[Data excerpts]
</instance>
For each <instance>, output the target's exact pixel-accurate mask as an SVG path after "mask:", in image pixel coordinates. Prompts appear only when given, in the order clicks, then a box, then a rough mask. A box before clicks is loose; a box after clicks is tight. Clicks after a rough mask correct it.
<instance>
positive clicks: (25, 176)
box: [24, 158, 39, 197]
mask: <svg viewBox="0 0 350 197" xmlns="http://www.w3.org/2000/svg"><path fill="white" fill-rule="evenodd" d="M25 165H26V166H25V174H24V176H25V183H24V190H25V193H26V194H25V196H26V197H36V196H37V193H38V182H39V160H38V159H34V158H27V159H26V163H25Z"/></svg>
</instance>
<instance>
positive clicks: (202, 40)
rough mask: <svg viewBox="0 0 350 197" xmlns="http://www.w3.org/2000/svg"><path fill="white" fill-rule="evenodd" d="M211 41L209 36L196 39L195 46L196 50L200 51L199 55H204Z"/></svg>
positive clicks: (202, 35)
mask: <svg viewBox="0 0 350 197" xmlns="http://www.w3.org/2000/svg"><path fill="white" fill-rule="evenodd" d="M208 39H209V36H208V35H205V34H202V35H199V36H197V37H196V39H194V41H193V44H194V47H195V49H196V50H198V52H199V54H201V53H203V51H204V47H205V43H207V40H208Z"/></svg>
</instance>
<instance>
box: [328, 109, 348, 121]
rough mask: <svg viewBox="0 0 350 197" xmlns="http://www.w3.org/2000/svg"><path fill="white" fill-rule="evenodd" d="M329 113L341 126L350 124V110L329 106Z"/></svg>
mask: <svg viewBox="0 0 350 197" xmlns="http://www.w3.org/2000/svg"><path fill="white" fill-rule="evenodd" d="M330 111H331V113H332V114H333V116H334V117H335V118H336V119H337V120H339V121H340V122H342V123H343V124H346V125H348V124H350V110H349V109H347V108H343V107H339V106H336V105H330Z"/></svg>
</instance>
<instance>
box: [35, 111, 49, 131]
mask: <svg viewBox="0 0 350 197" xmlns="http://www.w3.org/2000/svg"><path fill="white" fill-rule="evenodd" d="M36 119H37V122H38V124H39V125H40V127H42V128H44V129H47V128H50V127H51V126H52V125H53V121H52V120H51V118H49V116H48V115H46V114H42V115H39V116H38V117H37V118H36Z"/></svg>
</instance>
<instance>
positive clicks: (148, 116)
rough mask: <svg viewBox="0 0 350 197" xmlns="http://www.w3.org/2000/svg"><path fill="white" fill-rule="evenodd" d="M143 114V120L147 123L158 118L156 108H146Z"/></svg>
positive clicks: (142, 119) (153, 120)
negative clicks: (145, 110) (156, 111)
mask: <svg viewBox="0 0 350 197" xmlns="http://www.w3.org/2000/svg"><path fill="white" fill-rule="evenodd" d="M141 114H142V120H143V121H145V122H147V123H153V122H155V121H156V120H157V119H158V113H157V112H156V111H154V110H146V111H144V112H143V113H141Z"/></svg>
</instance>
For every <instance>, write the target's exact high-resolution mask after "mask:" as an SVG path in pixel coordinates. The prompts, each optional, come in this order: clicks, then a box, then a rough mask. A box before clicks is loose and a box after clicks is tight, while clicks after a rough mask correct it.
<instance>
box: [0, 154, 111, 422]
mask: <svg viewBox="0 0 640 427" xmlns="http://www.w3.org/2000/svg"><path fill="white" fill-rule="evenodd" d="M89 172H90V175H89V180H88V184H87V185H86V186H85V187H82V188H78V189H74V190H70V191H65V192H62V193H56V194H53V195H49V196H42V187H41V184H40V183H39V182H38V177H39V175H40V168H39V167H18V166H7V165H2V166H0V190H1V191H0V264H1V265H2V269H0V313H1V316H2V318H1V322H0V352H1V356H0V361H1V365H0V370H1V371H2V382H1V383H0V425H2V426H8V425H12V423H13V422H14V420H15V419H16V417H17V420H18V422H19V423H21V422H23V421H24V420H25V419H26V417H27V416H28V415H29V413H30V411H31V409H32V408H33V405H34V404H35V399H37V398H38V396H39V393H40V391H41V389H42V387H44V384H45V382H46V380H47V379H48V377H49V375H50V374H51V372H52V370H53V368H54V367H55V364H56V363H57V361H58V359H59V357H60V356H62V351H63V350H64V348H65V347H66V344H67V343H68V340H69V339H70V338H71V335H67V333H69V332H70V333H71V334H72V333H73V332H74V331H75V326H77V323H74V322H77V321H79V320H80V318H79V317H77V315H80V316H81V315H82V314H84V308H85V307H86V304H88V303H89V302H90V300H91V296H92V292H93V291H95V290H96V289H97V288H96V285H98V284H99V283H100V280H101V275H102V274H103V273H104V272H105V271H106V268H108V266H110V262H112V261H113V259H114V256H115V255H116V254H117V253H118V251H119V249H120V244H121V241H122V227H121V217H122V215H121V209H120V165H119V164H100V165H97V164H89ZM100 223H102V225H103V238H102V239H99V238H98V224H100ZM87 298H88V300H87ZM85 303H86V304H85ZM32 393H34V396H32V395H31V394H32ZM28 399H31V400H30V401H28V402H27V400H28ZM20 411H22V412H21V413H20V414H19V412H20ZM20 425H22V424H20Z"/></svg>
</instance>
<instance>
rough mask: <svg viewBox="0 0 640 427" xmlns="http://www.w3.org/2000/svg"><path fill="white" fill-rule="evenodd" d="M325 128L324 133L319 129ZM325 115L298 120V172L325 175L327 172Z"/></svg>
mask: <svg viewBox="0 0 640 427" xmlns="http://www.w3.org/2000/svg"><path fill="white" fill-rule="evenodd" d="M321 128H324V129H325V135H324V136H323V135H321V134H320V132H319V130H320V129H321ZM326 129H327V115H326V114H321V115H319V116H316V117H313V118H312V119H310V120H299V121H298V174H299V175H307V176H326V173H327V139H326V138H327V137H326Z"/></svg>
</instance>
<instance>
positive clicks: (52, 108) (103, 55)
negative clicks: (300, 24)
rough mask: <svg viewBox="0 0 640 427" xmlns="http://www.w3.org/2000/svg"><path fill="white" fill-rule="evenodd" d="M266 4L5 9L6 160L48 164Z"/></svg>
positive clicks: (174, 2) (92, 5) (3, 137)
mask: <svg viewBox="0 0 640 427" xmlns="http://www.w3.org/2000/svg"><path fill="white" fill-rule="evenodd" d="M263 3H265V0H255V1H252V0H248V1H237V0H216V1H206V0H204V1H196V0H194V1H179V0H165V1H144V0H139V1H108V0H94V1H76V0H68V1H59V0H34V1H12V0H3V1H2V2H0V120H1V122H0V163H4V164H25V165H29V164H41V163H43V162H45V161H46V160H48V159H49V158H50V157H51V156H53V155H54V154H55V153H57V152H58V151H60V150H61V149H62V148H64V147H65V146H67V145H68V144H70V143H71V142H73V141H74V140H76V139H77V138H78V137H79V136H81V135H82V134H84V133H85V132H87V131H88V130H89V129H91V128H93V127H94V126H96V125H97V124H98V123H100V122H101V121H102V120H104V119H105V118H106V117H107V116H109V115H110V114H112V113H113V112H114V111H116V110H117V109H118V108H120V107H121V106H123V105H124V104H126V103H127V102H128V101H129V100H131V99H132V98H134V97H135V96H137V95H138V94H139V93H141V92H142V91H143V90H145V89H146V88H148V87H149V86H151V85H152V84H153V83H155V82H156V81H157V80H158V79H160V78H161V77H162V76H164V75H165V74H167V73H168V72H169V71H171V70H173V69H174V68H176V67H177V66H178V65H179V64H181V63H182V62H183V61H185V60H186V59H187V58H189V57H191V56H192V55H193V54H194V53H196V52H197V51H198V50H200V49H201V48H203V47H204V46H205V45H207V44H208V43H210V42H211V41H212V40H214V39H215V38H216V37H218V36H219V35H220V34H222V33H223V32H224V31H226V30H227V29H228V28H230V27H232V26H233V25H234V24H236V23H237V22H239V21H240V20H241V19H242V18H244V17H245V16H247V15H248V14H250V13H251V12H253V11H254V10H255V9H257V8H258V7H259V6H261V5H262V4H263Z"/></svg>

What is required » Restate the records above verbatim up to and including the line containing "positive clicks: (25, 176)".

Reply to the exercise »
</instance>
For each <instance>, output the target's exact pixel-accurate mask as an SVG path after "mask:", in image pixel coordinates. Prompts appear only when given, in the order clicks, then a box, then a rough mask. A box before clicks is loose; a box after clicks is tight. Clicks after a rough mask correct it.
<instance>
positive clicks: (25, 176)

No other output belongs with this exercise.